• **Stored rows**:
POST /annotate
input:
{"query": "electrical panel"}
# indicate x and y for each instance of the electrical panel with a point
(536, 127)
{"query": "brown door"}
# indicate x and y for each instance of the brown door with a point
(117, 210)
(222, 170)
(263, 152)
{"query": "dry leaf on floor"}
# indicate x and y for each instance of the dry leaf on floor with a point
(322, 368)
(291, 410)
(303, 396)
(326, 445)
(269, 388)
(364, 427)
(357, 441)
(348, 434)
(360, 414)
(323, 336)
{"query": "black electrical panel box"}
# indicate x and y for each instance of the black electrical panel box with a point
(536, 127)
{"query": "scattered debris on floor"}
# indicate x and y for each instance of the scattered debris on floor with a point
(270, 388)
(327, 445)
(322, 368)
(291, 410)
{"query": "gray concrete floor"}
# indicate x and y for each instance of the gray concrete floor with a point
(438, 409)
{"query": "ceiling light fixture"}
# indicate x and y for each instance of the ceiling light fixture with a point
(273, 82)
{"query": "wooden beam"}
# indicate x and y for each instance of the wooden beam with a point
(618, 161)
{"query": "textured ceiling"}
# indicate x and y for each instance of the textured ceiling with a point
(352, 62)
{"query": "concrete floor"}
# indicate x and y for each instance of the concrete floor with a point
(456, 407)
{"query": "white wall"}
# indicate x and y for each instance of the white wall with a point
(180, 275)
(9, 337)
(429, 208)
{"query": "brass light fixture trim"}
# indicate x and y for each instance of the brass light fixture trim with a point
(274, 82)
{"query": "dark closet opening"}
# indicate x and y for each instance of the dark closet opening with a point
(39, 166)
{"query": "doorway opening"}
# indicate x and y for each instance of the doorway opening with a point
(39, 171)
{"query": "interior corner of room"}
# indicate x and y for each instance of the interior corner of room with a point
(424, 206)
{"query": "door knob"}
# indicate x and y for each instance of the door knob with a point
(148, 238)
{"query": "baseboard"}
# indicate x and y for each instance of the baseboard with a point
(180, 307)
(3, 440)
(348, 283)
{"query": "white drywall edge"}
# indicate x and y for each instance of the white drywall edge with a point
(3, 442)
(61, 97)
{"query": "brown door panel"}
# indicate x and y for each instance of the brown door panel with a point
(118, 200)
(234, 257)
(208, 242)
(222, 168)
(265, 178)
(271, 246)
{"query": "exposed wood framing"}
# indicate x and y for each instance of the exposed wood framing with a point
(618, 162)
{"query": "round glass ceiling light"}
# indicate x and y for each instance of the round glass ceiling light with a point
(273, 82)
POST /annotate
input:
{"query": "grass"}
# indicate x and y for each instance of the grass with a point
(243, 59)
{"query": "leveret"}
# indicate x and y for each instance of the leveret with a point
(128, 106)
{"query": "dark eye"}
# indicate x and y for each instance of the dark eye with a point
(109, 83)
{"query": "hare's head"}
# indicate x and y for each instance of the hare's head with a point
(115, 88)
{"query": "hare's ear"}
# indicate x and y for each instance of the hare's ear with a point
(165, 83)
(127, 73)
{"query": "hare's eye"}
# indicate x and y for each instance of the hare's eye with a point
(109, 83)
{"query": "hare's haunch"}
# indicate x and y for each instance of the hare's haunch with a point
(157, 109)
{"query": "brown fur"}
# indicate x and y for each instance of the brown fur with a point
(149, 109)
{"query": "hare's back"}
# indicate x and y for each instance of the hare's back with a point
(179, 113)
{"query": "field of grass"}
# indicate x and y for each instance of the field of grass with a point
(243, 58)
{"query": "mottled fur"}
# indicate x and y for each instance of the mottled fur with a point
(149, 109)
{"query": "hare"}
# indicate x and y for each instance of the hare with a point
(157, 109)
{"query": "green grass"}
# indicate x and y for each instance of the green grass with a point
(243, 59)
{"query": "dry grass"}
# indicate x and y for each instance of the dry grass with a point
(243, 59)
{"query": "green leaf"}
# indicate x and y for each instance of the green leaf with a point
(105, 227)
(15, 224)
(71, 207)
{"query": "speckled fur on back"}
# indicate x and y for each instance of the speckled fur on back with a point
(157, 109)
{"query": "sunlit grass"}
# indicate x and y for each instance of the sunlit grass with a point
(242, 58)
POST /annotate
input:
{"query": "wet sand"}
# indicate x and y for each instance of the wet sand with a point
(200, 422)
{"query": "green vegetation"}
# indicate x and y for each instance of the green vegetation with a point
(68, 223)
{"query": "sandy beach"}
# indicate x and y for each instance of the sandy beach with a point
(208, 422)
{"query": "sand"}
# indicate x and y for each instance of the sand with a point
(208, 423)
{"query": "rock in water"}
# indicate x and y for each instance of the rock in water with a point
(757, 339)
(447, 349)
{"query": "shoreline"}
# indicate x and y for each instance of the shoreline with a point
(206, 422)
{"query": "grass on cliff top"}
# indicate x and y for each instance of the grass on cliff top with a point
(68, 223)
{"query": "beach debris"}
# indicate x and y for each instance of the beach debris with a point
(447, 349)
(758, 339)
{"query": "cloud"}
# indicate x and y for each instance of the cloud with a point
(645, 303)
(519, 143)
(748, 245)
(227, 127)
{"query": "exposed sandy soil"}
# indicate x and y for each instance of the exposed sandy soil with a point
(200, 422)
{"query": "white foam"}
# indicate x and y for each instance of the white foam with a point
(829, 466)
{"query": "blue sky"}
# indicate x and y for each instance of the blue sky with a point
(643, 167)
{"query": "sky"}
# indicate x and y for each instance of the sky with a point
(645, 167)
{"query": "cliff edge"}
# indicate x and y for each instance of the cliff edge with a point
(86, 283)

• **Exercise instructions**: Exactly reproduce every line of the records.

• **Answer to this exercise**:
POST /annotate
input:
{"query": "electrical panel"}
# indicate x and y for each instance of the electrical panel with a point
(536, 127)
{"query": "brown door"}
# indicate x and y for each instance of the brown door with a point
(117, 210)
(222, 170)
(263, 152)
{"query": "dry leaf on floor"}
# indicate x and y for each instance of the dry leaf on floor with a point
(322, 368)
(291, 410)
(303, 396)
(326, 445)
(269, 388)
(364, 427)
(357, 441)
(348, 434)
(360, 414)
(323, 336)
{"query": "black electrical panel box"}
# indicate x and y for each instance of the black electrical panel box with a point
(536, 127)
{"query": "scattered debris on floor"}
# indicate x and y for each instance of the scattered debris on floor with a point
(270, 388)
(327, 445)
(322, 368)
(291, 410)
{"query": "gray concrete floor"}
# indicate x and y for each instance of the gray concrete floor with a point
(438, 409)
{"query": "ceiling light fixture"}
# indicate x and y for each instance of the ceiling light fixture with a point
(273, 82)
{"query": "wooden beam"}
# indicate x and y for each instance of the wooden beam with a point
(618, 161)
{"query": "textured ceiling"}
# indicate x and y for each instance of the textured ceiling with a point
(352, 62)
{"query": "concrete floor"}
# indicate x and y for each instance of the concrete floor with a point
(456, 407)
{"query": "white wall"}
# indicate x and y for each instance of the white wall with a point
(180, 275)
(9, 337)
(429, 208)
{"query": "brass light fixture trim"}
# indicate x and y for each instance of the brass light fixture trim with a point
(274, 82)
{"query": "dark closet opening"}
# indicate x and y for each instance of the dark closet opening with a point
(39, 166)
{"query": "doorway opening"}
# indicate x and y for each instance of the doorway opening with a point
(39, 171)
{"query": "interior corner of room"}
# indicate x and y for each instance of the interior corner of room with a point
(424, 206)
{"query": "door knob"}
# indicate x and y for each instance of the door knob with a point
(148, 238)
{"query": "baseboard"}
# indicate x and y for each instance of the baseboard with a point
(180, 307)
(3, 440)
(348, 283)
{"query": "white drywall edge"}
# indicate x and y for each instance of the white drywall edge with a point
(3, 442)
(61, 97)
{"query": "brown door panel"}
# indicate x and y for each instance of the brown door panel with a point
(118, 200)
(234, 257)
(208, 242)
(222, 168)
(265, 178)
(271, 246)
{"query": "exposed wood framing"}
# indicate x and y for each instance of the exposed wood framing with a point
(618, 162)
{"query": "round glass ceiling light"}
# indicate x and y for each instance of the round glass ceiling light with a point
(273, 82)
POST /annotate
input:
{"query": "grass"}
# indicate x and y for each instance of the grass with a point
(243, 59)
{"query": "leveret"}
# indicate x and y for each instance of the leveret with a point
(128, 106)
{"query": "dark eye"}
# indicate x and y for each instance of the dark eye with a point
(109, 83)
{"query": "hare's head"}
# indicate x and y for each instance of the hare's head with a point
(115, 88)
{"query": "hare's ear"}
# indicate x and y for each instance of the hare's ear with a point
(165, 83)
(127, 73)
{"query": "hare's eye"}
# indicate x and y for each instance of the hare's eye with a point
(109, 83)
{"query": "hare's haunch"}
# indicate x and y for each instance of the hare's haunch with a point
(157, 109)
{"query": "brown fur"}
# indicate x and y for each instance of the brown fur with a point
(149, 109)
{"query": "hare's back"}
# indicate x and y for each instance of the hare's back with a point
(179, 113)
{"query": "field of grass"}
# indicate x and y for each instance of the field of grass with a point
(243, 58)
{"query": "mottled fur"}
# indicate x and y for each instance of the mottled fur with a point
(149, 109)
{"query": "hare"}
# indicate x and y for each instance of the hare with a point
(157, 109)
{"query": "green grass"}
# indicate x and y for each instance of the green grass with a point
(243, 59)
{"query": "dry grass"}
# indicate x and y for each instance of the dry grass with a point
(243, 59)
{"query": "green leaf"}
# indicate x and y for each instance of the green leaf with a point
(105, 227)
(15, 224)
(71, 207)
{"query": "speckled fur on back"}
# indicate x and y for each instance of the speckled fur on back with a point
(157, 109)
{"query": "sunlit grass"}
# indicate x and y for each instance of the sunlit grass with a point
(242, 58)
POST /annotate
input:
{"query": "wet sand"}
# indicate x and y for each instance of the wet sand with a point
(200, 422)
{"query": "green vegetation"}
# indicate x and y for each instance of the green vegetation with a point
(68, 223)
{"query": "sandy beach"}
# indicate x and y for each instance of the sandy beach with a point
(208, 422)
{"query": "sand"}
# indicate x and y for each instance of the sand with a point
(208, 423)
{"query": "rock in water"}
# indicate x and y for each instance of the rock in water with a point
(757, 339)
(447, 349)
{"query": "shoreline"}
# indicate x and y for each instance of the shoreline with a point
(206, 422)
{"query": "grass on cliff top"}
# indicate x and y for each instance of the grass on cliff top with a point
(68, 223)
{"query": "beach debris"}
# indicate x and y for each instance of the beach debris with a point
(447, 349)
(758, 339)
{"query": "cloud"}
# indicate x and y for each instance of the cloud with a point
(645, 303)
(519, 143)
(748, 245)
(227, 127)
{"query": "exposed sandy soil"}
# indicate x and y for each instance of the exposed sandy soil with a point
(200, 422)
{"query": "white foam"}
# indicate x and y for each instance of the white foam with a point
(829, 466)
{"query": "blue sky"}
# indicate x and y for each instance of the blue sky with a point
(643, 167)
{"query": "sky"}
# indicate x and y for each instance of the sky with a point
(645, 167)
{"query": "cliff edge"}
# indicate x and y for each instance of the cliff edge with a point
(86, 283)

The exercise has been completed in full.